> DATA LISTING
- - - - - - -
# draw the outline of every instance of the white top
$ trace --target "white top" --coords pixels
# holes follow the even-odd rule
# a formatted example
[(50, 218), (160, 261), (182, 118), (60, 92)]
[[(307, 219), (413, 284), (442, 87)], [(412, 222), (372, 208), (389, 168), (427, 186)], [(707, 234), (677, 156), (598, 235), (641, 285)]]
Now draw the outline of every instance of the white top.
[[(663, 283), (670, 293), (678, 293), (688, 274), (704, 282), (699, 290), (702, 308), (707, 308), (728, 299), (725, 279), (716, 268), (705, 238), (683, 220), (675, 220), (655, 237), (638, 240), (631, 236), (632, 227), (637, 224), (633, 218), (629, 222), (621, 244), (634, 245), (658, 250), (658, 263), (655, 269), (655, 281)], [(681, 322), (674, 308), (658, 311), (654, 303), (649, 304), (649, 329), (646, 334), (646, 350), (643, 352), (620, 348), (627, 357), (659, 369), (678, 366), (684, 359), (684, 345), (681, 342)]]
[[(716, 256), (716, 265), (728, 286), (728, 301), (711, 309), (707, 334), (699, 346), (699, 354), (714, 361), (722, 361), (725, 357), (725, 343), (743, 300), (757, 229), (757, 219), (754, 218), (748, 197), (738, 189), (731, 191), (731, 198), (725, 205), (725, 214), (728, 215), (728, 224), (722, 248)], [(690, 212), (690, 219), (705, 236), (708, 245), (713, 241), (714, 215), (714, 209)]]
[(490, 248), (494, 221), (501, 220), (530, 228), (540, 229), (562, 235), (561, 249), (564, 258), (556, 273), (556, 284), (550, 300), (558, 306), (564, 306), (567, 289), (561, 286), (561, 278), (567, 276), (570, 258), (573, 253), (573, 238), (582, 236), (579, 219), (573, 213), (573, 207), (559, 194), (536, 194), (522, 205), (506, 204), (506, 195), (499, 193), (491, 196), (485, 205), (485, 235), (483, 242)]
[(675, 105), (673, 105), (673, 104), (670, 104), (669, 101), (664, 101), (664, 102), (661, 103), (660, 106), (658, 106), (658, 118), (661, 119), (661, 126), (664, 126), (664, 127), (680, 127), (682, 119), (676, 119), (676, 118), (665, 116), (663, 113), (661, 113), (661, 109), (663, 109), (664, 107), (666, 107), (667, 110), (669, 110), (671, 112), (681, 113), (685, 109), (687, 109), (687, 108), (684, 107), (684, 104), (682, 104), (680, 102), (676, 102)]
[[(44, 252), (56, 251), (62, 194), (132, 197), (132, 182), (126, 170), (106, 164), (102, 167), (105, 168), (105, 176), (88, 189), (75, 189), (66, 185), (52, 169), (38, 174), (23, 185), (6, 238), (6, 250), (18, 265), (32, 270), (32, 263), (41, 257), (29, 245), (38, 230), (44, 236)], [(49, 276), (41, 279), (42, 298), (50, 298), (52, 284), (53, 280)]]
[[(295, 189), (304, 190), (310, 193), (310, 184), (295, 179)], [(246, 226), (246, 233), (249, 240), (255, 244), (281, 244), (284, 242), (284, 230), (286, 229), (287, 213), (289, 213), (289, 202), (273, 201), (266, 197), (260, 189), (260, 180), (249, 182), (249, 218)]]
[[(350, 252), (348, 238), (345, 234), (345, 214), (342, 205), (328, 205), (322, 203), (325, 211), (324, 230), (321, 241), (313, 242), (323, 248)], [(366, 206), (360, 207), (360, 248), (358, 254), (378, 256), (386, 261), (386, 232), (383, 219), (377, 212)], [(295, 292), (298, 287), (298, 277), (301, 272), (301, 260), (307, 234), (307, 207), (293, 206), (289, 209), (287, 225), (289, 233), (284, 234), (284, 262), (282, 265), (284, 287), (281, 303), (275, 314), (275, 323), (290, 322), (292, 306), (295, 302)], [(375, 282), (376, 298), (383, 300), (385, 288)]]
- - - - - - -
> TASK GOAL
Write out all the records above again, switching "white top" to "striped shirt" everywhere it occurs and leaving every other character unchanged.

> REPLY
# draw the outline of every instance of the striped shirt
$ trace --target "striped shirt" --coords pixels
# holes follow the even-odd rule
# a formatted example
[(50, 218), (160, 261), (182, 118), (60, 92)]
[[(307, 219), (413, 284), (442, 87)], [(412, 222), (372, 208), (389, 168), (427, 186)], [(707, 234), (677, 156), (598, 235), (641, 285)]]
Now draw the outline of every instance of the striped shirt.
[[(663, 283), (670, 293), (678, 293), (688, 274), (704, 282), (699, 290), (702, 308), (707, 308), (728, 299), (725, 279), (716, 268), (705, 238), (683, 220), (675, 220), (655, 237), (638, 240), (631, 236), (632, 227), (637, 224), (633, 218), (629, 222), (621, 244), (634, 245), (658, 250), (658, 263), (655, 269), (655, 281)], [(681, 322), (674, 308), (658, 311), (654, 303), (649, 304), (649, 329), (646, 334), (646, 350), (643, 352), (620, 348), (627, 357), (659, 369), (678, 366), (684, 359), (684, 345), (681, 342)]]
[[(716, 256), (716, 265), (728, 286), (728, 301), (711, 309), (707, 334), (699, 346), (699, 354), (714, 361), (722, 361), (725, 357), (725, 343), (743, 300), (757, 229), (757, 219), (754, 218), (748, 197), (738, 189), (731, 191), (731, 198), (725, 205), (725, 214), (728, 215), (728, 224), (722, 248)], [(690, 212), (690, 219), (705, 236), (708, 245), (713, 241), (714, 215), (714, 209)]]
[(490, 248), (494, 221), (501, 220), (530, 228), (540, 229), (562, 235), (561, 249), (564, 258), (556, 273), (556, 284), (550, 300), (558, 306), (564, 306), (567, 289), (561, 286), (561, 278), (567, 276), (570, 258), (573, 253), (573, 238), (582, 236), (579, 219), (573, 213), (573, 207), (559, 194), (536, 194), (522, 205), (506, 204), (506, 195), (499, 193), (491, 196), (485, 205), (485, 235), (483, 242)]
[(675, 105), (673, 105), (673, 104), (670, 104), (669, 101), (664, 101), (664, 102), (661, 103), (660, 106), (658, 106), (658, 118), (661, 119), (661, 126), (664, 126), (664, 127), (680, 127), (682, 119), (676, 119), (676, 118), (665, 116), (663, 113), (661, 113), (661, 109), (663, 109), (664, 107), (666, 107), (667, 110), (669, 110), (671, 112), (681, 113), (685, 109), (687, 109), (687, 108), (684, 107), (684, 104), (682, 104), (680, 102), (676, 102)]
[[(44, 252), (56, 251), (62, 194), (132, 197), (132, 182), (126, 170), (106, 164), (102, 167), (105, 168), (105, 176), (88, 189), (75, 189), (66, 185), (52, 169), (38, 174), (23, 185), (6, 238), (6, 250), (18, 265), (32, 270), (32, 263), (41, 257), (29, 245), (38, 230), (44, 236)], [(49, 276), (41, 279), (42, 298), (50, 298), (52, 284), (53, 280)]]
[[(295, 189), (304, 190), (310, 193), (310, 184), (295, 179)], [(246, 226), (246, 233), (249, 240), (255, 244), (281, 244), (284, 242), (284, 230), (286, 229), (287, 213), (289, 213), (289, 202), (273, 201), (266, 197), (260, 189), (260, 180), (249, 182), (249, 218)]]
[[(350, 252), (348, 238), (345, 234), (345, 214), (342, 205), (328, 205), (322, 203), (325, 211), (324, 230), (321, 241), (313, 242), (323, 248)], [(366, 206), (360, 207), (360, 248), (358, 254), (378, 256), (386, 261), (386, 232), (383, 219), (377, 212)], [(295, 292), (298, 287), (298, 277), (301, 272), (301, 260), (307, 234), (307, 207), (293, 206), (289, 209), (287, 225), (289, 233), (284, 234), (284, 262), (282, 265), (284, 287), (281, 303), (275, 314), (275, 323), (290, 322), (292, 306), (295, 302)], [(375, 282), (376, 298), (383, 300), (385, 288)]]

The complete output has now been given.